[Start Material for the task]
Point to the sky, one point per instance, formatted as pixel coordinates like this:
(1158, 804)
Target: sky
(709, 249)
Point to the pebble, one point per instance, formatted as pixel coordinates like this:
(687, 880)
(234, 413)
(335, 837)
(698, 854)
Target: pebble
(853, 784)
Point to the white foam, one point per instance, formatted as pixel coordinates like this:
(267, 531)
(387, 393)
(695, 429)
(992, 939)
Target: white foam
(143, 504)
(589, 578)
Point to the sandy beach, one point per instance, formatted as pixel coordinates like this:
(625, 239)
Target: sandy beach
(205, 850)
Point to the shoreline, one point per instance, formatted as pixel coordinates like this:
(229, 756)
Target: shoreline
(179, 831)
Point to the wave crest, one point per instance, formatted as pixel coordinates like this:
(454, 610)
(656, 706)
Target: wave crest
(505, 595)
[End Material for the task]
[Start Material for the task]
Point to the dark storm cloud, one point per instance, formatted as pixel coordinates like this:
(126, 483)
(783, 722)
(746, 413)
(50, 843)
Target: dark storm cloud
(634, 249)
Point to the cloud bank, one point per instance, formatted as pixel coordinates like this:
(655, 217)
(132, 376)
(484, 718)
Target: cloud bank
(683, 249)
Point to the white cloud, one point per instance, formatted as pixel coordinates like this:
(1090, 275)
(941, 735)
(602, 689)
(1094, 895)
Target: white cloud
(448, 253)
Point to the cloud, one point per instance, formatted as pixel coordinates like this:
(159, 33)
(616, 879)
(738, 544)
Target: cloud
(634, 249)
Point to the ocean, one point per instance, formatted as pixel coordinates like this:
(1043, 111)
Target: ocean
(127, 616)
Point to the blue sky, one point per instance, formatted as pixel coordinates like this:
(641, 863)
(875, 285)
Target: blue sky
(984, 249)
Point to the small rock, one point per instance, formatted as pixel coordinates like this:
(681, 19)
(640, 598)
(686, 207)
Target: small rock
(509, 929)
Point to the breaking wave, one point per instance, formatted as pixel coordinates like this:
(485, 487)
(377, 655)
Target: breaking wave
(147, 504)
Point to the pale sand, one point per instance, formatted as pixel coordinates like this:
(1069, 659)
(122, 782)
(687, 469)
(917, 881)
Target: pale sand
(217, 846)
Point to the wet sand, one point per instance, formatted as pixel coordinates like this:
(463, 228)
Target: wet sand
[End Material for the task]
Task details
Rewrite every line between the line holding "Point to the breaking" and the line holding "Target: wet sand", inclusive, keeping the requests and their format samples unchanged. Multiply each point coordinate in the answers by 1.85 and round it to a whole number, with halves rounded up.

Result
Point to the breaking wave, one point per instance, formatted as pixel coordinates like this:
(485, 487)
(377, 655)
Target: breaking wave
(272, 932)
Point to the pale sand, one point per instance, formatted as pixel coordinates like this:
(1069, 659)
(122, 782)
(687, 469)
(917, 881)
Target: pale sand
(401, 1565)
Point to the wet sand, one point per instance, formatted as pixel coordinates like this:
(463, 228)
Target: wet sand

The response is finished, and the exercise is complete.